### Written request:
Render the records as a Markdown table with the columns Row and Text, beginning at the line with "Query: roof eave" and continuing through the line with "column 72, row 60". Number each line in Row, put the line itself in Text, and skip any blank lines.
--- START ---
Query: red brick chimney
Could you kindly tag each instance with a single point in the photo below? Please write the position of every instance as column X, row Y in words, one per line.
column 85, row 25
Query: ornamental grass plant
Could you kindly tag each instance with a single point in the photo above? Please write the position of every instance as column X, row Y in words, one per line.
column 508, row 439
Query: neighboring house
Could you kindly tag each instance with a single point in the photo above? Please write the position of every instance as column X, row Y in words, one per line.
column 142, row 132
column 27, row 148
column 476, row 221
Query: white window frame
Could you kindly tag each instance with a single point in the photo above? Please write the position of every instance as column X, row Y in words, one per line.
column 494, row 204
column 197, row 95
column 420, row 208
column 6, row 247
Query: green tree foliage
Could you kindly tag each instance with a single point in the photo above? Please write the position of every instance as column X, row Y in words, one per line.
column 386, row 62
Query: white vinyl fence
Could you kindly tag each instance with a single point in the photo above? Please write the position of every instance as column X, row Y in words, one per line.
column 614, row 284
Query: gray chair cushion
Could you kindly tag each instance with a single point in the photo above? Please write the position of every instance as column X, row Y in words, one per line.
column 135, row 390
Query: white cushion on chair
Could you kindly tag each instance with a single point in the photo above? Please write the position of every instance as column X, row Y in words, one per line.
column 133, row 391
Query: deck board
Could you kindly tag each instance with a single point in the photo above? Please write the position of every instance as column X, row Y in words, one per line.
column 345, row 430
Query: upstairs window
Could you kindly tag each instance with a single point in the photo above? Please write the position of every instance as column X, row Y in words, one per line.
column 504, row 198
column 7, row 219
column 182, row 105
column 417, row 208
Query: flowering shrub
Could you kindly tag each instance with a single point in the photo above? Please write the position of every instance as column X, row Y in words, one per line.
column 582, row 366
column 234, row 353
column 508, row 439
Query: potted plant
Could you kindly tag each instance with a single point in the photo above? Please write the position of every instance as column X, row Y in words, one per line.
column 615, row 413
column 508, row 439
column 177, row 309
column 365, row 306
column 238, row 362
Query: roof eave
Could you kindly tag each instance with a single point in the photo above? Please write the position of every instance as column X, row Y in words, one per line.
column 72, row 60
--- END ---
--- START ---
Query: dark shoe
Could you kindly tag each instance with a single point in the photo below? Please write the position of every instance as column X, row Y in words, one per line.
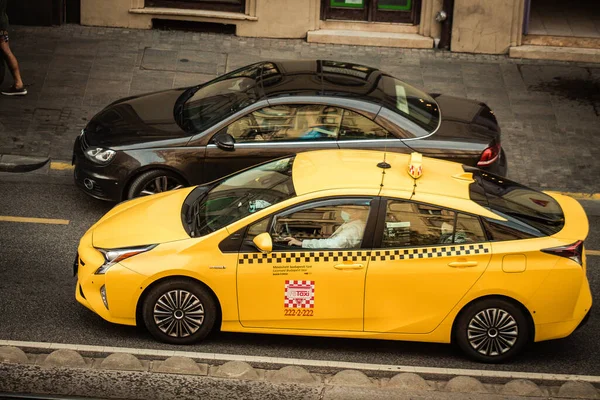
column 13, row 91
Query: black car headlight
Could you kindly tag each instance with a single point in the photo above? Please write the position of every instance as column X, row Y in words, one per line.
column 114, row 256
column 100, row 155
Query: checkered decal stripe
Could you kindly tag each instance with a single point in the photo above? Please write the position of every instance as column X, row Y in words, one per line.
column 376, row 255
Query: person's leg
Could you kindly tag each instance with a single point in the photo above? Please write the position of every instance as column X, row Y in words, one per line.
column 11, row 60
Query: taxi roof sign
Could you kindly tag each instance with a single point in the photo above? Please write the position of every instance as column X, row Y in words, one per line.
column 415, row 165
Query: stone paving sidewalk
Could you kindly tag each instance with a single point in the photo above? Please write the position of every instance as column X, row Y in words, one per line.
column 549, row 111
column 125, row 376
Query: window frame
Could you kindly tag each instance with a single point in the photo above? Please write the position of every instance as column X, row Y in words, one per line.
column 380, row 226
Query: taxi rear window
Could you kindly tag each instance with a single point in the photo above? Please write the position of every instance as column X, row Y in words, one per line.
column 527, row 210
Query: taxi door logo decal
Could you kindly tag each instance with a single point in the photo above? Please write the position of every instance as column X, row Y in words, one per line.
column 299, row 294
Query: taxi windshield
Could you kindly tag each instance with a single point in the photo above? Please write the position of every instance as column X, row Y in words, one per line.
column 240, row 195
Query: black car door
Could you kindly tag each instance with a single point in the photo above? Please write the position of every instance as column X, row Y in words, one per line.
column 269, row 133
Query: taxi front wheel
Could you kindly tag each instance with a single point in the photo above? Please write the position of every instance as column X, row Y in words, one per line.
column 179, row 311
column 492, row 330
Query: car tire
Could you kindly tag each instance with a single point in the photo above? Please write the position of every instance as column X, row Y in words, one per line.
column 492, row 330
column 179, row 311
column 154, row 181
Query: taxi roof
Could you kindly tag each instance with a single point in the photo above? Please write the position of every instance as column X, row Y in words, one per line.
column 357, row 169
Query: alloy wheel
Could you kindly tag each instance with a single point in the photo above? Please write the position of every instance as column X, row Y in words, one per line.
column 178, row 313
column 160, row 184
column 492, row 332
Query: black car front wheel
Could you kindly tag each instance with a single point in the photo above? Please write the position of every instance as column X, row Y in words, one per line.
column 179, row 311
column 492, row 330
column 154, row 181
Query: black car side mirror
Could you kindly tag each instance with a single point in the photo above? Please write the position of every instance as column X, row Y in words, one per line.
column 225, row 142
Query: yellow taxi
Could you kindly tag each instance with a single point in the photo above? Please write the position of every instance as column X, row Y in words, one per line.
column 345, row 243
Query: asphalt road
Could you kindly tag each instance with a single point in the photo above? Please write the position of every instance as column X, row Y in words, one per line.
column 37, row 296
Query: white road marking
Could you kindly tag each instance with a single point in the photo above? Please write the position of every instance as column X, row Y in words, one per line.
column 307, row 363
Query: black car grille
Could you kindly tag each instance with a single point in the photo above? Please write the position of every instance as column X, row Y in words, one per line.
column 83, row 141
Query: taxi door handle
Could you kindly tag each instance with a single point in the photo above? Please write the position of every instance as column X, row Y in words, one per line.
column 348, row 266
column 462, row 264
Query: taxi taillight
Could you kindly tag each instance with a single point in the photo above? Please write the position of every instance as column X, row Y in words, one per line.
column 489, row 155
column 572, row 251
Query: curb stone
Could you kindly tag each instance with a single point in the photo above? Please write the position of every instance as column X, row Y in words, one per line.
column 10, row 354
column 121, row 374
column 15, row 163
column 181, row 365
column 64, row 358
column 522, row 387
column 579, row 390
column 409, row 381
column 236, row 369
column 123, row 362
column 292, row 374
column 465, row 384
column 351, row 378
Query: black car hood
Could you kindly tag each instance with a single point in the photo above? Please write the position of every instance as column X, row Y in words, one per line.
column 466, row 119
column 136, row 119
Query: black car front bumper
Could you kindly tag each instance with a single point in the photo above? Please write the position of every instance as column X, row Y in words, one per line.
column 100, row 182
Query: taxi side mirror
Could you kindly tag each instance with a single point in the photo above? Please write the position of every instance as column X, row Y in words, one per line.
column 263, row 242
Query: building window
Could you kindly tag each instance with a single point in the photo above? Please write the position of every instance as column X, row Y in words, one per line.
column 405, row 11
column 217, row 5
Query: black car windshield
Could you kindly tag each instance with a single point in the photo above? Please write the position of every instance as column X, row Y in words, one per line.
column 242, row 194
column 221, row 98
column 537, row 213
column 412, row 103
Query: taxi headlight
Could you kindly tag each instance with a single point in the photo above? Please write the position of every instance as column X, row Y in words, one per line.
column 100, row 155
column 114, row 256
--- END ---
### The response:
| Row | Text |
|---|---|
| 1 | Query: roof eave |
| 2 | Could you kindly tag each instance with a single point in the photo above? Please write the position of every instance as column X, row Y in words, one per line. |
| 3 | column 72, row 60 |